__WHAT YOU WILL DO__
Show each line of the records in which the word "napkin" occurs.

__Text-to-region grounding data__
>>>>
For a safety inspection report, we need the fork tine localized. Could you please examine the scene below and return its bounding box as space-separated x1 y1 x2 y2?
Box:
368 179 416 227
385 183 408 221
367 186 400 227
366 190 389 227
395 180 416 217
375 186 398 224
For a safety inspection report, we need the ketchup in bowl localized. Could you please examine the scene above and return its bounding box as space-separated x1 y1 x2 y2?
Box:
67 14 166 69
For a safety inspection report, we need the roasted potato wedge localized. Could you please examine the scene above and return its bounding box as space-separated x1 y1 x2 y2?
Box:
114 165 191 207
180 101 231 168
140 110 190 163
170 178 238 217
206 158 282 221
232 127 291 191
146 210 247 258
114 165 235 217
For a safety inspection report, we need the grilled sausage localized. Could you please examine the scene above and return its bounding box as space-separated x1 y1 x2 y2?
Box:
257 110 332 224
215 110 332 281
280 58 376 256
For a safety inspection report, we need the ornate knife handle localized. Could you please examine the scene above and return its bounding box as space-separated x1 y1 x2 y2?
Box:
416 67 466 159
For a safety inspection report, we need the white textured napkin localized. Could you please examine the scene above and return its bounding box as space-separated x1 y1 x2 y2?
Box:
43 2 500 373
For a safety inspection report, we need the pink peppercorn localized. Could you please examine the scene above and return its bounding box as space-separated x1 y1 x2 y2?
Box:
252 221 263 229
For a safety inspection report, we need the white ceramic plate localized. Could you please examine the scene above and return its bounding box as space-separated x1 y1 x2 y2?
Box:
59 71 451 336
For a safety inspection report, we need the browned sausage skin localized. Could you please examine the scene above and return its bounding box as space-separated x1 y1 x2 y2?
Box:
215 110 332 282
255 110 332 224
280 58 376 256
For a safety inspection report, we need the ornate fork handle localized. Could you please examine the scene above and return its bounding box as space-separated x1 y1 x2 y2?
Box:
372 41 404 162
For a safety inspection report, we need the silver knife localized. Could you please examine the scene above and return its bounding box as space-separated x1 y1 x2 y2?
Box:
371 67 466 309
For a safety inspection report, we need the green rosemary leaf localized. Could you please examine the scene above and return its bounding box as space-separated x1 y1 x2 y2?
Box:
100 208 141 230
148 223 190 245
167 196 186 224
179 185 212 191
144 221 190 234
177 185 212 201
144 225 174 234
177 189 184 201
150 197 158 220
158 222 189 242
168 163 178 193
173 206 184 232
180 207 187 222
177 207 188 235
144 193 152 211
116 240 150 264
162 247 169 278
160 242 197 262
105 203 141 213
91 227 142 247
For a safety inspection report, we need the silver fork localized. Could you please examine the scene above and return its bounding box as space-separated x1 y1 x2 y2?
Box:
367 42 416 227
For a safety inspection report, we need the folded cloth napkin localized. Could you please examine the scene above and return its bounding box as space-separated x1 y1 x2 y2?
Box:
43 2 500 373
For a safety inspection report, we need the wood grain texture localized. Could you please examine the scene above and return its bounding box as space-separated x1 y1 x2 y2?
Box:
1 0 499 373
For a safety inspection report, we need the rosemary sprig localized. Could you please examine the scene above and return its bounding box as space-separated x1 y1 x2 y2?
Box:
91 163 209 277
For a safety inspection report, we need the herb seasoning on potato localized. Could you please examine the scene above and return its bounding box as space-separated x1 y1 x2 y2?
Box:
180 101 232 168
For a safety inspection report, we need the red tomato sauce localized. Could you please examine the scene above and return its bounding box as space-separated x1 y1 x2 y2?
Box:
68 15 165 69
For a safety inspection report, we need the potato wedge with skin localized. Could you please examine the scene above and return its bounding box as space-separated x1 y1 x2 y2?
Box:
<<<<
__WORKED SOLUTION__
For a safety inspection report, we need the white textured napkin localized. Could you please examine the scene above and return its bounding box as space-separated x1 y1 x2 y2?
For a safety inspection report, we need the folded cloth napkin localized. Could you please examine the scene above and return its bounding box as space-separated x1 y1 x2 y2?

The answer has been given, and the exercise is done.